Problem description: Pick out each line in the material below that contains the word "white", and copy those lines.

The records:
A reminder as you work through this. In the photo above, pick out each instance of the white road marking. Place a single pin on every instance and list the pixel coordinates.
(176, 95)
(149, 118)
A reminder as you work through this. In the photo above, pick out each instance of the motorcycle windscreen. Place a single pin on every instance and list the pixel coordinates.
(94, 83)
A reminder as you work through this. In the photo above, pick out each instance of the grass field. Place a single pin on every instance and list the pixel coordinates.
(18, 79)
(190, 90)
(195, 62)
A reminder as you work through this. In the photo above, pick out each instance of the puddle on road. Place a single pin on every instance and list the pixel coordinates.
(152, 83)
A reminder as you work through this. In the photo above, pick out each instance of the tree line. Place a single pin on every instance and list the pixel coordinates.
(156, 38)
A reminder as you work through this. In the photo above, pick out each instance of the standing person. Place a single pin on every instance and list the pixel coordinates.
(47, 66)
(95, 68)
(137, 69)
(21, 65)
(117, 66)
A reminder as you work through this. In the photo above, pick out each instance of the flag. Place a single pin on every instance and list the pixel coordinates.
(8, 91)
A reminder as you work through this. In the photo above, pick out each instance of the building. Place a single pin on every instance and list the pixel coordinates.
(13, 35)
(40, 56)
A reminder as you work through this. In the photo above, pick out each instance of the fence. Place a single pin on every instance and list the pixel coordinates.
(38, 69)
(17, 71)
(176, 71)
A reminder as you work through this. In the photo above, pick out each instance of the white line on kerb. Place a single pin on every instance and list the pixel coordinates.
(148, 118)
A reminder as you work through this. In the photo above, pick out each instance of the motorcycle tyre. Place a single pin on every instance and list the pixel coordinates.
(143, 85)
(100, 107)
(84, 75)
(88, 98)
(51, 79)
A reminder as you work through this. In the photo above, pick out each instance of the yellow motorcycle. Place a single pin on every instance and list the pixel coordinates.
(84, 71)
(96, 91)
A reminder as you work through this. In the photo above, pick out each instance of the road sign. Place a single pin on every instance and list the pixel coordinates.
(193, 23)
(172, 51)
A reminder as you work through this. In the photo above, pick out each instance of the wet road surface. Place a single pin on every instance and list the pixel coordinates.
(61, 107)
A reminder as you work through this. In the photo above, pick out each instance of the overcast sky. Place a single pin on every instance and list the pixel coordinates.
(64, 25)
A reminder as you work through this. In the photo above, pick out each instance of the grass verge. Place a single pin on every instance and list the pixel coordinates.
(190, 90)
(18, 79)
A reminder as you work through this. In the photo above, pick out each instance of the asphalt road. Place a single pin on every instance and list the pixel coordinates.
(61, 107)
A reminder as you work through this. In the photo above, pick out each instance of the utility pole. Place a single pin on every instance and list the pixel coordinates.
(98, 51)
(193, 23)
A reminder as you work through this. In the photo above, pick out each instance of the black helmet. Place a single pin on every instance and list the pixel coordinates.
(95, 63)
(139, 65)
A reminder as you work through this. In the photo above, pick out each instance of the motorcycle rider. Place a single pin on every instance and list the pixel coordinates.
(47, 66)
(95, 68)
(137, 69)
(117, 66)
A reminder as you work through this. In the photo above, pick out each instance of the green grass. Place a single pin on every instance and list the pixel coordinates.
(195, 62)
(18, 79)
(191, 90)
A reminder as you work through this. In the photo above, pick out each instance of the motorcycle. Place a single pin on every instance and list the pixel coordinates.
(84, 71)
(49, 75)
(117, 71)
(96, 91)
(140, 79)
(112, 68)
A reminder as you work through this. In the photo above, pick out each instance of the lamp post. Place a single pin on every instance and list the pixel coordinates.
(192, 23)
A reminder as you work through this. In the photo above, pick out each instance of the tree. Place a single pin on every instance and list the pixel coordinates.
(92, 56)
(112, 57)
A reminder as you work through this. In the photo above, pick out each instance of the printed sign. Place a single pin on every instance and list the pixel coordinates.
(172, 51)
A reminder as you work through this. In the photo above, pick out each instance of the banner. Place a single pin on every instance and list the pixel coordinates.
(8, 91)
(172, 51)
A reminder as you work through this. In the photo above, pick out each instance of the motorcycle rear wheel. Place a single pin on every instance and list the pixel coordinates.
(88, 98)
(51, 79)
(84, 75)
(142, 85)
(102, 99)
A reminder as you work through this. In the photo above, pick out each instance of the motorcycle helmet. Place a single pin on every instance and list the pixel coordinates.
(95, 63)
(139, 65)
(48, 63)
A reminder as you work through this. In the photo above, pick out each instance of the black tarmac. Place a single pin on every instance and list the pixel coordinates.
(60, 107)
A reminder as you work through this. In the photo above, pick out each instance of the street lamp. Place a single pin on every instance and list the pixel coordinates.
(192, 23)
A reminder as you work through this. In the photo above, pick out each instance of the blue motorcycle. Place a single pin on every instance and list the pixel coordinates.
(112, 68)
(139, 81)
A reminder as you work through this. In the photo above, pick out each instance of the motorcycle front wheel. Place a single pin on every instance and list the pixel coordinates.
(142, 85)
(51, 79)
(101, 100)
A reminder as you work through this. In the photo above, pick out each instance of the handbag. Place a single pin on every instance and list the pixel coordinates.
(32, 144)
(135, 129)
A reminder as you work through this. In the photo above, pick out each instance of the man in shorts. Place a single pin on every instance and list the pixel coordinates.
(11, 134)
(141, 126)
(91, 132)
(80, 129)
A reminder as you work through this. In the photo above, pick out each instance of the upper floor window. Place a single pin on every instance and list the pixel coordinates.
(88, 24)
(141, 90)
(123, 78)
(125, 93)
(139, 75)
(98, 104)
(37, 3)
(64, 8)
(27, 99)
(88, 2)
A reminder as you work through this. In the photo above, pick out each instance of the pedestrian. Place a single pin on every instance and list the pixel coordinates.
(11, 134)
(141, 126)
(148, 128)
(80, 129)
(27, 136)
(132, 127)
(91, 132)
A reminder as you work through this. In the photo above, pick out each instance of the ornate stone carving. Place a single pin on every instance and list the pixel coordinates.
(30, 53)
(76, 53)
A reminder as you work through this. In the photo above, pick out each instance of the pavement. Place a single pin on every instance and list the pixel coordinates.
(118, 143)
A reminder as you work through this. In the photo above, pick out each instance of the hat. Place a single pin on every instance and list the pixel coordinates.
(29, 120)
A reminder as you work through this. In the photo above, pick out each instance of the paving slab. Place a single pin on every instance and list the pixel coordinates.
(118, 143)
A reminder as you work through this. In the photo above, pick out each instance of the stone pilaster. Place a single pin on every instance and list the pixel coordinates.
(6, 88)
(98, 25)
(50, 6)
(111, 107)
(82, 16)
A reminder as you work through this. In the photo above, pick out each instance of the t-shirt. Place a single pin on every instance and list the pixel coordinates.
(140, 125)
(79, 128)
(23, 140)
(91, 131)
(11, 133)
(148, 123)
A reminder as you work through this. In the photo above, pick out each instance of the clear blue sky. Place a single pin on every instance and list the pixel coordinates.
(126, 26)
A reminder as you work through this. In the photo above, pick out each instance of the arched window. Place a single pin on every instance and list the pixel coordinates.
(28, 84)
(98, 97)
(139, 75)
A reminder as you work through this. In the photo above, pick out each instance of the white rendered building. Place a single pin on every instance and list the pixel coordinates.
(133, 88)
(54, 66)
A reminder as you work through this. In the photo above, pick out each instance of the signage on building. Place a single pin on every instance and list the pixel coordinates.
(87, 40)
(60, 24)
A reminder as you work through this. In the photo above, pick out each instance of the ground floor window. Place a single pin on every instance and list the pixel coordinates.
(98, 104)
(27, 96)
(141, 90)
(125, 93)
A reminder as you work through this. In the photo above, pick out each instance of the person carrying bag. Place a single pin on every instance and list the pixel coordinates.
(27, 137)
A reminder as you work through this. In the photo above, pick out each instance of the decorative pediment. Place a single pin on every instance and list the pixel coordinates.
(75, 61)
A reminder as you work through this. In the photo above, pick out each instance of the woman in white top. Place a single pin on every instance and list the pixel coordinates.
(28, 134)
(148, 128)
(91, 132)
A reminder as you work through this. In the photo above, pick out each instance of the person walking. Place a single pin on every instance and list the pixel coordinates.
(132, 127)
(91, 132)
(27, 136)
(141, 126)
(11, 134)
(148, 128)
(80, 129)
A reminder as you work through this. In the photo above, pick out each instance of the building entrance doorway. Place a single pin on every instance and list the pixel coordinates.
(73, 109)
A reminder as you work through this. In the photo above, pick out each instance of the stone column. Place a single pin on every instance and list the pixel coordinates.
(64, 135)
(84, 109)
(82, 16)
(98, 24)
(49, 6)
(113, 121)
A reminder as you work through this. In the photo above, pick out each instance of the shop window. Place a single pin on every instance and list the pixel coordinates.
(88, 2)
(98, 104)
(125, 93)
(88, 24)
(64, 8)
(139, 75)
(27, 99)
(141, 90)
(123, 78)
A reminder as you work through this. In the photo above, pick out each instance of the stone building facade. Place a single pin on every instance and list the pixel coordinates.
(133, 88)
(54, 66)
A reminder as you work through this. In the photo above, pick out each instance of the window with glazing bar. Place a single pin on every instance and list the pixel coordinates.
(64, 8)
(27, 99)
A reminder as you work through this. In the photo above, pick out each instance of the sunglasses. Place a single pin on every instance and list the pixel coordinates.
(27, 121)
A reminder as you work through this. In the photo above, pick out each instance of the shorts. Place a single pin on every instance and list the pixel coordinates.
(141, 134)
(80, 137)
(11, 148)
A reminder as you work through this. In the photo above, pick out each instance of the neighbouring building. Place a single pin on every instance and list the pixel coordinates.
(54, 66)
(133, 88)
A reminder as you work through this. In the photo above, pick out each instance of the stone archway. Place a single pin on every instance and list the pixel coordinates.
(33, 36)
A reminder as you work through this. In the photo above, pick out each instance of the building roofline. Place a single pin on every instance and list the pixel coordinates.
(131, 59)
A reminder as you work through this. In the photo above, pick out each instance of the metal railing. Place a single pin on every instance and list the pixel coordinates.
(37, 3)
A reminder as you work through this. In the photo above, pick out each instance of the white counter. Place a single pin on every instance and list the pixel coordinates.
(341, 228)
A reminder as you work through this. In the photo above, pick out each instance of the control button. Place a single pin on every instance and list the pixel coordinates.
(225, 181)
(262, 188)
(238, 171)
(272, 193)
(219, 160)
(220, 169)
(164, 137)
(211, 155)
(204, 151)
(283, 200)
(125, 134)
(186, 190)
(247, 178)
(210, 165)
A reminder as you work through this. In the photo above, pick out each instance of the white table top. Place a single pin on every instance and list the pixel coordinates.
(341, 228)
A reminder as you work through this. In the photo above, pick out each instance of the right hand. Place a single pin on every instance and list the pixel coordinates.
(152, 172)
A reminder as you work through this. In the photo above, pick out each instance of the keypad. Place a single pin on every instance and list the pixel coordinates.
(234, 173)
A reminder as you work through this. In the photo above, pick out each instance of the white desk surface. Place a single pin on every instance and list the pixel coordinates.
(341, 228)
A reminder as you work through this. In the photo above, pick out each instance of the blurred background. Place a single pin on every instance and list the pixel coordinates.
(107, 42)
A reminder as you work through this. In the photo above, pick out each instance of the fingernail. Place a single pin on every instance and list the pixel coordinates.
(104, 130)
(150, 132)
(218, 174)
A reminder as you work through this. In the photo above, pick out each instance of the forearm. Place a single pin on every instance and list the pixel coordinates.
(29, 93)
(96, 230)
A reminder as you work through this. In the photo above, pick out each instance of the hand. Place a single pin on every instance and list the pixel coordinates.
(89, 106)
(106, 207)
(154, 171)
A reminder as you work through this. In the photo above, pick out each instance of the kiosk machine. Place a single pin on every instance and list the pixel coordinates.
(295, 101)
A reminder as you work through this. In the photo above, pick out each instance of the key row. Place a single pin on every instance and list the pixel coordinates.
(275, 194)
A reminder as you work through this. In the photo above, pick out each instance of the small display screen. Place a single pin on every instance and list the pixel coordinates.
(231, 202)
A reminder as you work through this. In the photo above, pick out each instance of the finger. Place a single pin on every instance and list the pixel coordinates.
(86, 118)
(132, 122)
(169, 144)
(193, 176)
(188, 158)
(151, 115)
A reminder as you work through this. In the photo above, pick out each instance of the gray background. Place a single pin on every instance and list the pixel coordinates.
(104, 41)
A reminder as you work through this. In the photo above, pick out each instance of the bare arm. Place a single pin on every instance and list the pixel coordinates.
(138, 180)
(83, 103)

---

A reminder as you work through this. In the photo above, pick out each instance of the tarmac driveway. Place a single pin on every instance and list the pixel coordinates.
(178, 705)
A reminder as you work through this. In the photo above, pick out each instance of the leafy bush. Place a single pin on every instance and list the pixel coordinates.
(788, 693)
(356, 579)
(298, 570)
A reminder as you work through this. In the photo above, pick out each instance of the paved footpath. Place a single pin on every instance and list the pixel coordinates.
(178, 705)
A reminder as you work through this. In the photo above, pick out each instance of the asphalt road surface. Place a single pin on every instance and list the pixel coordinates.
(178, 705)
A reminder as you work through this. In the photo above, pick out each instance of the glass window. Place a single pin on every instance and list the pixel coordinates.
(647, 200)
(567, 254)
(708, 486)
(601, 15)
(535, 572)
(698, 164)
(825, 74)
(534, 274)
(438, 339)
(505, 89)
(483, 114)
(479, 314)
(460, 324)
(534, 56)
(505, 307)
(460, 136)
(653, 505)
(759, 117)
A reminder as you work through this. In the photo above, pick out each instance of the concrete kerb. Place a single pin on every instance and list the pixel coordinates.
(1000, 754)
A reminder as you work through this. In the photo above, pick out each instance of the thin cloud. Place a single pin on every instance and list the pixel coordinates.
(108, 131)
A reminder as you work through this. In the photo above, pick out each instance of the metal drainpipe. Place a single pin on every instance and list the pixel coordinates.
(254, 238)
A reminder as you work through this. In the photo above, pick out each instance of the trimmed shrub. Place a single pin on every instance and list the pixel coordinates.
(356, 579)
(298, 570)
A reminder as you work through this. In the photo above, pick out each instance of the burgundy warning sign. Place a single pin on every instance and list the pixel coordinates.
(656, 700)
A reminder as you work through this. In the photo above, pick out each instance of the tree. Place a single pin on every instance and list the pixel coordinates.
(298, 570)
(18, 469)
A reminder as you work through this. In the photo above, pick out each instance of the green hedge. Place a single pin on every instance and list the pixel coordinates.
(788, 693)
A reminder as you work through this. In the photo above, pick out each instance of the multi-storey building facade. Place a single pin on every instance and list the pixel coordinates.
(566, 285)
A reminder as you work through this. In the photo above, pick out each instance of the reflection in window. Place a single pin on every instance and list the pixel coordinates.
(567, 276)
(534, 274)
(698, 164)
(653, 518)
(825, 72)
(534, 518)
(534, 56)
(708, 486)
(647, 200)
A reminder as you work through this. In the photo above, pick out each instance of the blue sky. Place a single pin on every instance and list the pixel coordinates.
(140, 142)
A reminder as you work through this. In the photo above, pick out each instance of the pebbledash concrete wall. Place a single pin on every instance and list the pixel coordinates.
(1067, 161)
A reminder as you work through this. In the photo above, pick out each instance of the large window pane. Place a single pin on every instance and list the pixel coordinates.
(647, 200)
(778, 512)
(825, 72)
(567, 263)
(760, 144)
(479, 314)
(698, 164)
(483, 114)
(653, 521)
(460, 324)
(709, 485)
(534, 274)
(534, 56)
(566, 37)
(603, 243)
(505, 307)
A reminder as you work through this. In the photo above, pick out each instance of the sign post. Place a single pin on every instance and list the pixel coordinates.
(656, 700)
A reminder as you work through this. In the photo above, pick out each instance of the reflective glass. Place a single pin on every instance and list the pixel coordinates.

Exercise solution:
A reminder as you work through this. In the photo above, pick out each instance of the white road marking. Place a single pin on every instance and list the pixel coordinates.
A reminder as you work through this. In the photo above, pick out each instance of the white line on kerb. Place a single pin on every instance and list the pixel coordinates.
A reminder as you work through this. In the photo above, pick out each instance of the white rendered building. Place a single pin on every instance and list the pixel coordinates.
A reminder as you work through this. In the photo above, pick out each instance of the woman in white top. Place a single pin on every instance and list the pixel coordinates.
A reminder as you work through this. In the photo above, pick out each instance of the white counter. Place a single pin on every instance and list the pixel coordinates.
A reminder as you work through this. In the photo above, pick out each instance of the white table top. Place a single pin on every instance and list the pixel coordinates.
A reminder as you work through this. In the photo above, pick out each instance of the white desk surface. Place a single pin on every instance and list the pixel coordinates.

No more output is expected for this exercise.